DIRECTION
Copy the rows below word for word, reproducing every line and every bracketed list of points without any change.

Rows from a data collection
※ ※ ※

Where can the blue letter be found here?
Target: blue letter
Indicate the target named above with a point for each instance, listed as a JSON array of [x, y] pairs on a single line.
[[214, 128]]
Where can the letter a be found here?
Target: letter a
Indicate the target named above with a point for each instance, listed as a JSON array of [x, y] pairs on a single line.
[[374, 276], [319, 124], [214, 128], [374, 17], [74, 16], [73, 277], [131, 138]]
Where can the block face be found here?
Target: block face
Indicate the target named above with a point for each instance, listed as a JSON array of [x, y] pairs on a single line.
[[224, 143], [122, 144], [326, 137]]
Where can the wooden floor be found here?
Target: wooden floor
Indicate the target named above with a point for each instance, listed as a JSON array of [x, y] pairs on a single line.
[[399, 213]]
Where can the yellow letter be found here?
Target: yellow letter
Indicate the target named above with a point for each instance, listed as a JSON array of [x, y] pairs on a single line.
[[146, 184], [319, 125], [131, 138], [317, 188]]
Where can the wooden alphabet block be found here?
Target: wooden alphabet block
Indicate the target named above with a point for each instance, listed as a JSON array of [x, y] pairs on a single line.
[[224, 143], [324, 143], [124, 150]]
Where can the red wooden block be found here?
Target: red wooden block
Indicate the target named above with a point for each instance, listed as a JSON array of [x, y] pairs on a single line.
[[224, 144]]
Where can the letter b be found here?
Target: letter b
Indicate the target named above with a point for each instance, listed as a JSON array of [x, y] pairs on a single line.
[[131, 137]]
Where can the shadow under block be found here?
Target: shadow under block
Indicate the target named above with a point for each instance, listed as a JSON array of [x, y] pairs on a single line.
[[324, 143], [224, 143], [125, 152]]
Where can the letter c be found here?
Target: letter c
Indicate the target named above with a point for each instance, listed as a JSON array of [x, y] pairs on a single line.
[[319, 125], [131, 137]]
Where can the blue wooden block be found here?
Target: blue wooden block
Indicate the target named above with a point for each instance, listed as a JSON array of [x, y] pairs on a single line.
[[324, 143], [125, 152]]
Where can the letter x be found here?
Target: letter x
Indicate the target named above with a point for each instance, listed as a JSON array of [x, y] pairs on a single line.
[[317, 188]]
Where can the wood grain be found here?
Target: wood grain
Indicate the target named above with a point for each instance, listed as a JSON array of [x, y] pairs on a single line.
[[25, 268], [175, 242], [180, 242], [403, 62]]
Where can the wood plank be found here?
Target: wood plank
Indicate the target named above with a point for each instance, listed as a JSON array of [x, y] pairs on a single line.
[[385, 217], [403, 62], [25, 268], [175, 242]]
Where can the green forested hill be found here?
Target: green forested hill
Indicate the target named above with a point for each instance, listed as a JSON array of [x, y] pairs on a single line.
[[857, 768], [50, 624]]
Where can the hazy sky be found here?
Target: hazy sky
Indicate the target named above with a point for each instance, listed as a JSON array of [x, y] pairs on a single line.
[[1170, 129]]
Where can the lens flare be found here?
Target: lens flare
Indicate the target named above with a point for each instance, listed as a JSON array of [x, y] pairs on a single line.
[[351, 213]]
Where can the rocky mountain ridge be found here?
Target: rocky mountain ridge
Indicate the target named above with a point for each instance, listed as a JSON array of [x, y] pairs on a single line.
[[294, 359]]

※ ※ ※

EXERCISE OUTPUT
Where can the blue letter be found here?
Target: blue letter
Indicate the target named above with a point for each instance, listed as a JSON array of [x, y] pairs on a single line.
[[214, 128]]
Where can the letter a be found here?
Target: letter a
Indicate the target named above with a point for each instance, listed as a JSON array of [x, y] pairs on a single line.
[[374, 276], [319, 124], [214, 128], [374, 17], [74, 16], [73, 277], [131, 138]]
Where can the block face be found here?
Target: block face
Indicate the target named above with a point for each instance, listed as a JSON array of [x, y] pairs on a single line.
[[224, 143], [122, 144], [326, 137]]
Where can the wooden floor be found here?
Target: wooden floor
Indicate the target named above with a point for each instance, listed as a JSON array of [x, y] pairs on a single line.
[[399, 213]]
Where can the yellow letter be found here?
Target: yellow letter
Indicate the target named above with a point for each instance, listed as a JSON array of [x, y] pairs on a single line.
[[146, 184], [319, 125], [131, 138], [317, 188]]
Where can the wooden alphabet block be found here?
Target: wooden alphabet block
Indicate the target named above with a point for each instance, listed as a JSON array of [x, y] pairs on a single line.
[[224, 143], [324, 143], [124, 150]]
Where can the red wooden block be found here?
Target: red wooden block
Indicate the target named above with a point for each instance, listed as a JSON array of [x, y] pairs on a single line.
[[224, 144]]
Where can the letter b be found here?
Target: letter b
Indicate the target named above with a point for each instance, listed as a JSON array of [x, y] pairs on a single line.
[[131, 137]]
Where can the shadow under block be found here?
Target: shadow under block
Indicate the target named above with a point for each instance, listed as a JSON array of [x, y] pairs on a single line.
[[324, 143], [224, 143], [125, 152]]
Where can the letter c be found here?
Target: letter c
Indicate the target named above with a point for each instance, listed as a JSON array of [x, y] pairs on a single line.
[[319, 125], [131, 137]]
Where can the blue wooden block be found here?
Target: blue wooden block
Indicate the target named above with a point for each instance, listed as a JSON array of [x, y] pairs on a single line.
[[324, 143], [125, 152]]
Where can the letter x be found here?
Target: letter x
Indicate the target named above with a point for each instance, listed as a JSON array of [x, y] pairs on a single line.
[[317, 188]]
Where can the wood grain be found here?
Target: wood grain
Indicate the target named above with a point for each instance, listed as a JSON array of [x, y] pairs on a single line.
[[25, 268], [175, 242], [180, 242], [403, 62]]
Where can the wood plank be found here?
Target: wood plank
Indicate the target named above with a point for each instance, listed as a JSON array of [x, y] pairs on a single line.
[[385, 217], [403, 62], [25, 268], [175, 242]]
Where can the green forested hill be found here?
Target: green forested hill
Indicate the target named above with a point for each instance, listed as a JSON array of [x, y] pairs on a single line.
[[857, 768], [50, 624]]
Where can the hazy sky be found here?
Target: hazy sky
Indicate the target named above with a point for each instance, listed as a JSON array of [x, y] pairs on a single line.
[[1170, 129]]
Where can the lens flare be found here?
Target: lens flare
Indicate the target named above with a point for each instance, listed as a JSON array of [x, y] pairs on a single line.
[[351, 213]]
Where can the rocky mountain ridge be found here?
Target: rocky mountain ridge
Indicate the target named above with a point for each instance, listed as a JSON array of [x, y] pairs on a single line.
[[294, 359]]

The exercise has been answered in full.